* **Task to complete**:
Write out the records below exactly as they appear, skipping each picture.
|---|
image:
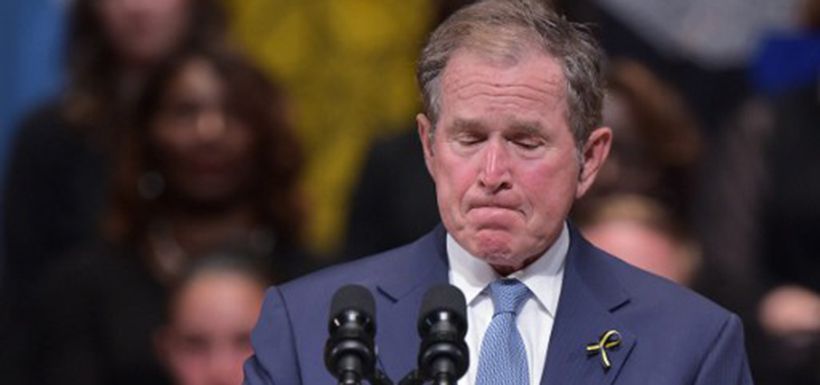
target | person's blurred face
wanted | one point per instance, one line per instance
(506, 166)
(206, 153)
(209, 336)
(643, 246)
(143, 30)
|---|
* **Task answer**:
image:
target | person's blurred face
wanted | one point per instance, one line per instance
(506, 166)
(206, 153)
(209, 336)
(643, 246)
(143, 30)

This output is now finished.